(Data extracted from a collection)
* * * * * * * * *
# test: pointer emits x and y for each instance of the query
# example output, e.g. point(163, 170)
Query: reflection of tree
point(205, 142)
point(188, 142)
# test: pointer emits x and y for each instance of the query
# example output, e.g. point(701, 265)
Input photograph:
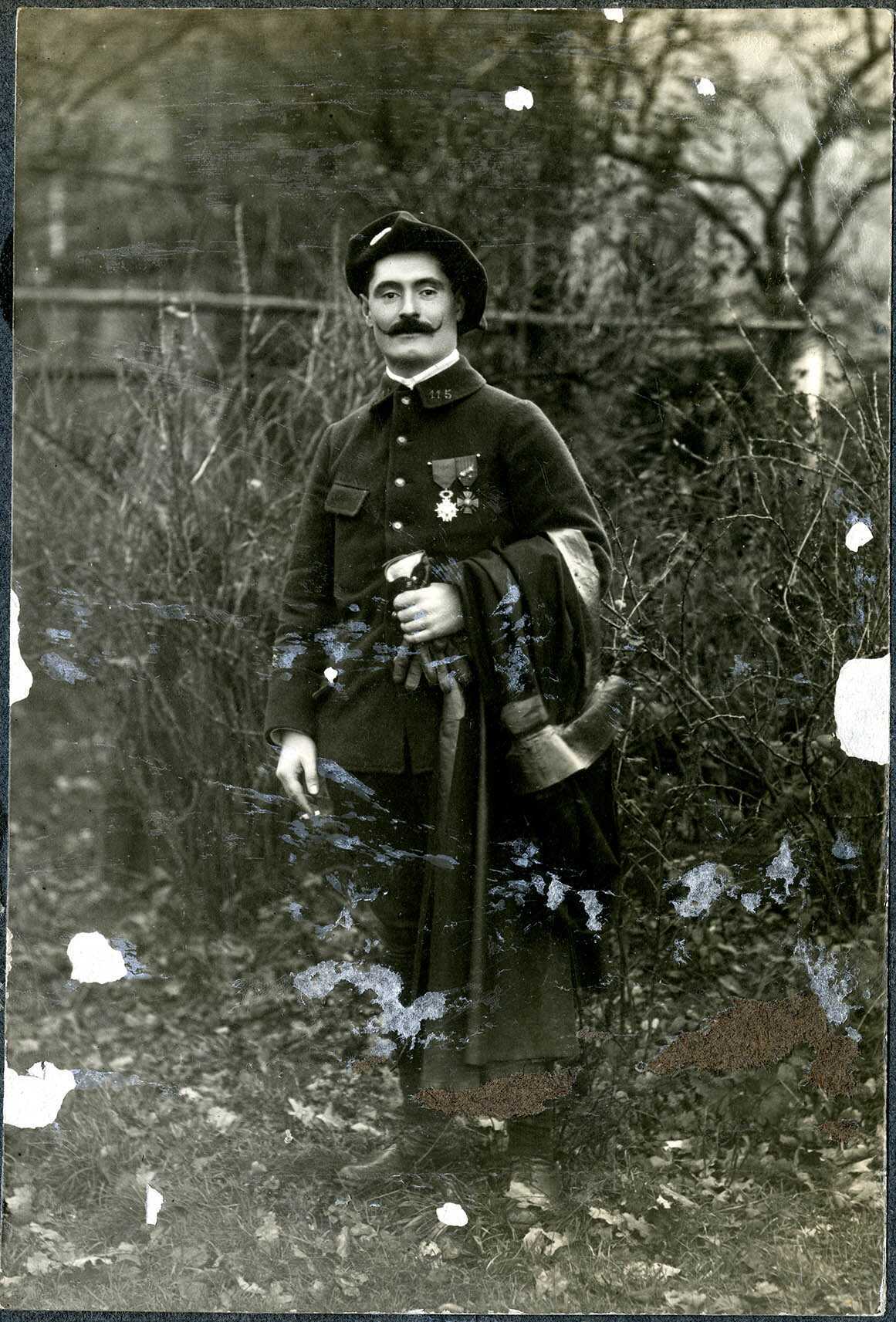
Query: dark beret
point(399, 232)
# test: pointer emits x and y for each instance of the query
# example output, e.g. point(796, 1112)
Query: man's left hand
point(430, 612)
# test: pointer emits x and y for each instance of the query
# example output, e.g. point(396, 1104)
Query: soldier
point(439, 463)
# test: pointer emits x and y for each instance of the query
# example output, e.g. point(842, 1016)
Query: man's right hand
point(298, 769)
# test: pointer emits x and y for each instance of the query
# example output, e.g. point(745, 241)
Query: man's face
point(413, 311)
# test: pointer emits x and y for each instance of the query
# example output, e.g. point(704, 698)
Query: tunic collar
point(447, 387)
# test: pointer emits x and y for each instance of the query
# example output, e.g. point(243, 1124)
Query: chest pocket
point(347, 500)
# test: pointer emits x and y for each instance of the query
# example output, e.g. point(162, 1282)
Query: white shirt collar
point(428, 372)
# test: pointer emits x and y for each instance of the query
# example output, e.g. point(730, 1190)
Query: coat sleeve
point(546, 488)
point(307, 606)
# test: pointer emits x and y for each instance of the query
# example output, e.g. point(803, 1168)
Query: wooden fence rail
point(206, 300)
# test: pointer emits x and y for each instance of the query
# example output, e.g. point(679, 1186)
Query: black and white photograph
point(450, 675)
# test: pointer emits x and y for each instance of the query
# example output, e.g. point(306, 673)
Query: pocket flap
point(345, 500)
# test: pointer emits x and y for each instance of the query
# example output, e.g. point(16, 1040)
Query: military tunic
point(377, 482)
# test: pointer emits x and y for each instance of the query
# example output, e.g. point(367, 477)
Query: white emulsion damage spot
* * * * * * * * *
▸ **AIM OF THE EXERCISE**: An exact copy of the entries above is required; pictures are not part of it.

▸ **SOLUTION FOR THIS TASK**:
# test: pointer emits x and y for each instance of the query
# example output, e.g. point(163, 170)
Query: reflection of tree
point(205, 142)
point(188, 142)
# test: pointer emits x and y for each instance of the query
# example output, e.g. point(701, 265)
Input photograph:
Query: dark beret
point(399, 232)
# test: pointer emits x and y for each instance of the query
# example output, e.g. point(796, 1112)
Query: man's left hand
point(430, 612)
# test: pointer emits x and y for each instance of the query
# example output, e.g. point(396, 1104)
Query: soldier
point(439, 463)
# test: pointer emits x and y for each instance of the query
# example output, e.g. point(842, 1016)
Query: man's right hand
point(298, 769)
# test: pointer emits x and y for each instance of the query
# example output, e.g. point(745, 241)
Query: man's face
point(413, 311)
# test: pointer emits x and y for each instance of the query
# example output, e.g. point(704, 698)
Query: tunic collar
point(447, 387)
# test: pointer emits x and y for each instance of the query
# example output, e.g. point(243, 1124)
Query: chest pocket
point(347, 500)
# test: pointer emits x and y for each instance of the query
# example output, e.g. point(162, 1282)
Query: white shirt collar
point(428, 372)
# test: pointer emits x and y for each instance of the query
# example output, e.g. point(730, 1190)
Query: coat sleeve
point(546, 488)
point(307, 606)
# test: pointer emits x and y for each instance of the query
# example output, e.g. point(803, 1168)
Query: wooden fence rail
point(206, 300)
# test: pointer emits x and y for each instance of the query
# example output, e.g. point(679, 1186)
Query: black and white photograph
point(450, 675)
# test: pointer emits x and y for each instance of the query
# example output, e.g. point(306, 673)
Query: pocket flap
point(345, 500)
# test: pointer emits x and y for each instance of the query
# example output, e.g. point(16, 1040)
Query: military tunic
point(377, 482)
# test: pointer emits x and y for each instance of the query
# example output, e.g. point(367, 477)
Query: white emulsion damage spot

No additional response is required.